RECORD EXCERPTS Start Marker

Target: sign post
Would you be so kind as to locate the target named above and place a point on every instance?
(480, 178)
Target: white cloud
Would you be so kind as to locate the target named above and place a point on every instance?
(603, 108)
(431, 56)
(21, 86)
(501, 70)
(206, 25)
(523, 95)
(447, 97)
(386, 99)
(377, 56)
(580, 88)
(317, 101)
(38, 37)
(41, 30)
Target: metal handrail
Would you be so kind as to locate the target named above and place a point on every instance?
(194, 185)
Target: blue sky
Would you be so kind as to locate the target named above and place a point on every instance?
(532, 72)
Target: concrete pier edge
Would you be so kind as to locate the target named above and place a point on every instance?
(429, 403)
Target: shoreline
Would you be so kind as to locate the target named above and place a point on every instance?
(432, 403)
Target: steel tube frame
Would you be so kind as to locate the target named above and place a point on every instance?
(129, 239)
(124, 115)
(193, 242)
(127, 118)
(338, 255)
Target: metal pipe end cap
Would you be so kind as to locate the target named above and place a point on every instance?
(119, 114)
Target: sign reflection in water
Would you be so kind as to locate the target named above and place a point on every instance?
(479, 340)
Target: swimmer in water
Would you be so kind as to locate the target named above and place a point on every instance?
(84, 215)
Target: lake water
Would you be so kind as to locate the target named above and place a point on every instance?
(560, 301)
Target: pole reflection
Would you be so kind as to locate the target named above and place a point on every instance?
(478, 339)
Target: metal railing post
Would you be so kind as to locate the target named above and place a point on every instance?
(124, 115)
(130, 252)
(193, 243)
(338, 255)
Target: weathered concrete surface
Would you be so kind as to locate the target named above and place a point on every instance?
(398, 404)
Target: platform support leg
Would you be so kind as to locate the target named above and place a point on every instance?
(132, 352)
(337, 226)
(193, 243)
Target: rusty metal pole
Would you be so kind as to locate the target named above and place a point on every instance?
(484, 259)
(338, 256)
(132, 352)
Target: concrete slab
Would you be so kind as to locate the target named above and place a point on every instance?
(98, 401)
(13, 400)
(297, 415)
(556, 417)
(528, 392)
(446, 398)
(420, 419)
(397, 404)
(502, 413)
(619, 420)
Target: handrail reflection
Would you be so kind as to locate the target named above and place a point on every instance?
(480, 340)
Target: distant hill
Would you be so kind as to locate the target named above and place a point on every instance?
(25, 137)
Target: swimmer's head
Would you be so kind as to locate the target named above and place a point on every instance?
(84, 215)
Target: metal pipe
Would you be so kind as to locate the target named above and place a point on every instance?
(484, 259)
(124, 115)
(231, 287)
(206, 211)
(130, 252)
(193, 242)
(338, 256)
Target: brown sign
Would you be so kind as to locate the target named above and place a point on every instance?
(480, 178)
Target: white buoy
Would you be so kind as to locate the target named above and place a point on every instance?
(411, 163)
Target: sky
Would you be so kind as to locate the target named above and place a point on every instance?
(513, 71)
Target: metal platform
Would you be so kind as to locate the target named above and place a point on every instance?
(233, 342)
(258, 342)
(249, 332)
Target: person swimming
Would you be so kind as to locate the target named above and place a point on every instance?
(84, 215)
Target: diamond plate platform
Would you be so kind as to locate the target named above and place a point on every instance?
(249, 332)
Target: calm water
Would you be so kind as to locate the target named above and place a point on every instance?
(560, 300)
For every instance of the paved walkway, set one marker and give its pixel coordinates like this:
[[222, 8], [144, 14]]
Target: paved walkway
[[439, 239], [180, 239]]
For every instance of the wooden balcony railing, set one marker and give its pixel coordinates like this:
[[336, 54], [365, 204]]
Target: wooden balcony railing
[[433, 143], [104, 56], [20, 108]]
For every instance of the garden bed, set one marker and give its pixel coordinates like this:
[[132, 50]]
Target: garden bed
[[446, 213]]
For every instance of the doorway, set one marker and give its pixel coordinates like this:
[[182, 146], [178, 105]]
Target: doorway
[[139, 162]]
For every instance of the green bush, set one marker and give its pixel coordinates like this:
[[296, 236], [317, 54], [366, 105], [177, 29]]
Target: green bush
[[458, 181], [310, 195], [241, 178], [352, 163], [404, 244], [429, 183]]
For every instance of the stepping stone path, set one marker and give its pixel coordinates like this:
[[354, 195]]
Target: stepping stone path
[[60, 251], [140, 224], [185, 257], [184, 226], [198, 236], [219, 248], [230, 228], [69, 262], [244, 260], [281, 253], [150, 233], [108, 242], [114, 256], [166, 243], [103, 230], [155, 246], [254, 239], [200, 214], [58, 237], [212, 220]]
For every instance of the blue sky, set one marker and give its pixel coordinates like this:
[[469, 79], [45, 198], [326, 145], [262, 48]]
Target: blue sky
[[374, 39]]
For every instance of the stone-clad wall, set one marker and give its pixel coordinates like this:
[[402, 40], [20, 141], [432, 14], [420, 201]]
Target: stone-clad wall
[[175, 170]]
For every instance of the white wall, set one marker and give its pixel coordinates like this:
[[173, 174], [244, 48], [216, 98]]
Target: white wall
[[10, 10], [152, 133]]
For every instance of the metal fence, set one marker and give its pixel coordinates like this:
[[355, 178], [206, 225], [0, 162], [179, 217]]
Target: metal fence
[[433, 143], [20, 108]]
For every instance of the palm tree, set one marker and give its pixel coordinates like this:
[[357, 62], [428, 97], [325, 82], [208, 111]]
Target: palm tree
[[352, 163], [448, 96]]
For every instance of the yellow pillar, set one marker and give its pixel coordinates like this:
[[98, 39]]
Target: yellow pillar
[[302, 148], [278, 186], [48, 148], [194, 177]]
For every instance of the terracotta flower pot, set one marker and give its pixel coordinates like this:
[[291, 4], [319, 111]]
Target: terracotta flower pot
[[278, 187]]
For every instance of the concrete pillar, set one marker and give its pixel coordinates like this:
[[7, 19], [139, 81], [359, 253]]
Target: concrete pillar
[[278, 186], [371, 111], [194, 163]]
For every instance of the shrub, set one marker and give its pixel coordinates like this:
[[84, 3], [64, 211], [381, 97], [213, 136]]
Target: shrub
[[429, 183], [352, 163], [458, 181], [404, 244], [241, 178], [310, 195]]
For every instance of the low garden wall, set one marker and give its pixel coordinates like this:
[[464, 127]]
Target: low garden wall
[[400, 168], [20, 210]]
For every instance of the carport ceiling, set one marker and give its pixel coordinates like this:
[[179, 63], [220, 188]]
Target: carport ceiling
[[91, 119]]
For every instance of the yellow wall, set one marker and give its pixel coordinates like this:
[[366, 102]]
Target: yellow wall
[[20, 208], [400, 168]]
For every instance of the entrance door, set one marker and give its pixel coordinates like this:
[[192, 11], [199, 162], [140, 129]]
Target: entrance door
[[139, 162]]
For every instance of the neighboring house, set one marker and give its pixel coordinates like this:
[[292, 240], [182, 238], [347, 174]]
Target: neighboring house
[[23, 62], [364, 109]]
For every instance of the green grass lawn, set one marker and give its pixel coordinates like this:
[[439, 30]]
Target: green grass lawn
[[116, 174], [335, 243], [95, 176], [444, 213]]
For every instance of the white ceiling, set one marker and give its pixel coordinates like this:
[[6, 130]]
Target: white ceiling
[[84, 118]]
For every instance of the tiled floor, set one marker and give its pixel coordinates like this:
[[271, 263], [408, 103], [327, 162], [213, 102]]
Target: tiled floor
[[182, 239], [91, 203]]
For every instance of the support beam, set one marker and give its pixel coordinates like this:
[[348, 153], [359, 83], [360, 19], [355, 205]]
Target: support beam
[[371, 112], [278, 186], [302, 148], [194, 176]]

RECORD EXCERPTS End Marker

(EXERCISE INSTRUCTIONS)
Nothing in the records may be left out; copy them all exactly.

(RESPONSE BOX)
Target: sign post
Would you be so kind as to locate the target named above and place a point on every instance?
(480, 178)
Target: white cloud
Would you be so kind as to locate the target named above and place a point on every instance?
(603, 108)
(431, 56)
(21, 86)
(501, 70)
(206, 25)
(523, 95)
(447, 97)
(386, 99)
(377, 56)
(580, 88)
(317, 101)
(38, 37)
(41, 30)
Target: metal handrail
Would you be so kind as to locate the target named above and place a point on every instance?
(194, 185)
Target: blue sky
Would you be so kind as to locate the target named above and place a point on every instance?
(532, 72)
Target: concrete pier edge
Would you be so kind as to locate the target named above and place a point on every instance?
(429, 403)
Target: shoreline
Would you be so kind as to locate the target named above and place a point on every instance?
(432, 403)
Target: steel tube frame
Would you be so kind as to locate the target named above and place a point on every instance?
(129, 239)
(124, 115)
(193, 242)
(127, 118)
(338, 255)
Target: metal pipe end cap
Would you be so kind as to locate the target named above and place a point on every instance?
(119, 114)
Target: sign reflection in water
Would you be so kind as to locate the target named above and place a point on every instance?
(479, 340)
Target: swimmer in water
Would you be so kind as to locate the target named above and place a point on every instance?
(84, 215)
Target: lake water
Would you be so kind as to locate the target named above and place a point on every instance?
(560, 301)
Target: pole reflection
Would you be so kind as to locate the target named above and place a point on every instance?
(478, 339)
Target: metal railing post
Would you be so kind as to locate the target named above and place a point on every instance?
(124, 115)
(130, 252)
(193, 243)
(338, 255)
Target: weathered concrete surface
Would you be so kind as to locate the target named above and place a point on every instance?
(398, 404)
Target: platform support leg
Would you be so kind as to locate the target named above and place a point on every instance?
(132, 352)
(337, 226)
(193, 243)
Target: rusty metal pole
Would you be so kind as to locate the target named above and place a point on every instance?
(484, 259)
(338, 256)
(132, 352)
Target: concrete slab
Would you be so kind as to locate the target named above and place a point on every instance?
(98, 401)
(13, 400)
(297, 415)
(556, 417)
(528, 392)
(446, 398)
(420, 419)
(397, 404)
(502, 413)
(619, 420)
Target: handrail reflection
Would you be so kind as to locate the target named above and place a point on every instance?
(480, 340)
Target: distant hill
Would you be so kind as to locate the target named above and place a point on every instance?
(25, 137)
Target: swimmer's head
Would you be so kind as to locate the target named above and place a point on every instance?
(84, 215)
Target: metal pipe
Would you be so kind as to locate the target named above and place a point on every instance?
(484, 259)
(124, 115)
(231, 287)
(206, 211)
(130, 252)
(193, 242)
(338, 256)
Target: brown sign
Would you be so kind as to locate the target named above and place a point on every instance?
(480, 178)
Target: white buoy
Would you be so kind as to locate the target named above and place a point on every instance?
(411, 163)
Target: sky
Would you be so kind as to locate the target named above and place a point on every instance?
(513, 71)
Target: metal platform
Would you be so kind as to locate the target named above and place a point on every instance?
(233, 342)
(258, 342)
(249, 332)
Target: person swimming
Would you be so kind as to locate the target named above and place a point on every instance?
(84, 215)
Target: diamond plate platform
Would you be so kind as to locate the target named above and place a point on every instance?
(249, 332)
Target: calm water
Would you be so kind as to locate the target named above and place a point on every instance?
(560, 300)
For every instance of the paved walkway, set one marker and give its pixel coordinates like this:
[[222, 8], [144, 14]]
Target: paved walkway
[[439, 239], [180, 239]]
For every instance of the wooden balcony railing, set one marker and give its pixel coordinates like this:
[[336, 54], [365, 204]]
Target: wooden balcony railing
[[433, 143], [104, 56], [20, 108]]
For every instance of the garden bed, set one marker and give its pixel coordinates like this:
[[132, 50]]
Target: garden bed
[[446, 213]]
For every instance of the doorway, set one marker and give its pixel coordinates like this:
[[182, 146], [178, 105]]
Target: doorway
[[139, 162]]
For every instance of the green bush, set one marker and give its pixel coordinates like this:
[[296, 236], [317, 54], [366, 105], [177, 29]]
Target: green bush
[[458, 181], [310, 195], [241, 178], [352, 163], [404, 244], [429, 183]]
For every instance of the stepping stone path, set one marker and give its pixel coordinates like this:
[[354, 195]]
Target: stepping stone path
[[60, 251], [140, 224], [185, 257], [184, 226], [198, 236], [219, 248], [230, 228], [69, 262], [244, 260], [281, 253], [150, 233], [108, 242], [114, 256], [166, 243], [103, 230], [155, 246], [254, 239], [200, 214], [58, 237], [212, 220]]
For every instance of the blue sky, set one marker and give its pixel coordinates like this:
[[469, 79], [45, 198], [326, 145], [262, 48]]
Target: blue sky
[[374, 39]]
For every instance of the stone-clad wall, set one marker and give its pixel coordinates like this:
[[402, 40], [20, 141], [432, 14], [420, 201]]
Target: stone-clad wall
[[175, 170]]
For every instance of the white wall, set one marker and give its pixel coordinates like this:
[[173, 174], [244, 48], [216, 98]]
Target: white wall
[[10, 10], [152, 133]]
For every instance of the metal fence, set one marker and give its pixel coordinates like this:
[[355, 178], [206, 225], [0, 162], [179, 217]]
Target: metal fence
[[433, 143], [20, 108]]
For every instance of the palm tree, set one marker and give its pixel coordinates like this:
[[357, 62], [428, 97], [325, 82], [208, 111]]
Target: palm tree
[[352, 163], [448, 96]]
For every instance of the yellow pillar, set one marker and give its pixel coordinates like this:
[[98, 39]]
Target: yellow pillar
[[302, 148], [278, 186], [48, 148], [194, 177]]
For every instance of the terracotta flower pot, set one marker and give its pixel coordinates like this:
[[291, 4], [319, 111]]
Target: terracotta flower pot
[[278, 187]]
For every instance of the concrete pillar, set one marker and give its pixel coordinates like this:
[[7, 19], [139, 81], [359, 253]]
Target: concrete pillar
[[278, 186], [371, 111], [194, 163]]
For every instance of the shrub, set one marker and give its pixel coordinates like this:
[[84, 3], [64, 211], [381, 97], [213, 136]]
Target: shrub
[[429, 183], [352, 163], [458, 181], [404, 244], [241, 178], [310, 195]]
For every instance of the low garden wall, set one marker and give its pixel coordinates like this:
[[464, 127]]
Target: low garden wall
[[400, 168], [20, 210]]
For every instance of the carport ceiling, set one marker and give its pixel coordinates like this:
[[179, 63], [220, 188]]
Target: carport ceiling
[[91, 119]]
For every instance of the yellow wall, set one marker and give its pixel coordinates like this:
[[366, 102]]
Target: yellow wall
[[20, 208], [400, 168]]
For every instance of the entrance door, set one marker and give its pixel coordinates like this:
[[192, 11], [199, 162], [140, 129]]
Target: entrance door
[[139, 162]]
For every instance of the neighboring house, set one marker and give its pixel coordinates like this:
[[292, 240], [182, 238], [347, 174]]
Target: neighboring house
[[23, 62], [364, 109]]
For every instance of the green grass lawn, set one marker and give its pixel coordinates like this:
[[439, 30]]
Target: green grass lawn
[[116, 174], [335, 243], [95, 176], [444, 213]]
For every instance of the white ceiling, set one marker and give its pixel coordinates like this:
[[6, 130]]
Target: white ceiling
[[84, 118]]
For every instance of the tiled floor, set one marker and give its pixel coordinates like this:
[[271, 263], [408, 103], [327, 162], [213, 102]]
Target: tiled floor
[[182, 239], [91, 203]]
For every instance of the support beam, set one marker and give its pixel coordinates like this:
[[348, 153], [359, 83], [360, 19], [355, 205]]
Target: support beam
[[371, 112], [278, 186], [302, 148], [194, 176]]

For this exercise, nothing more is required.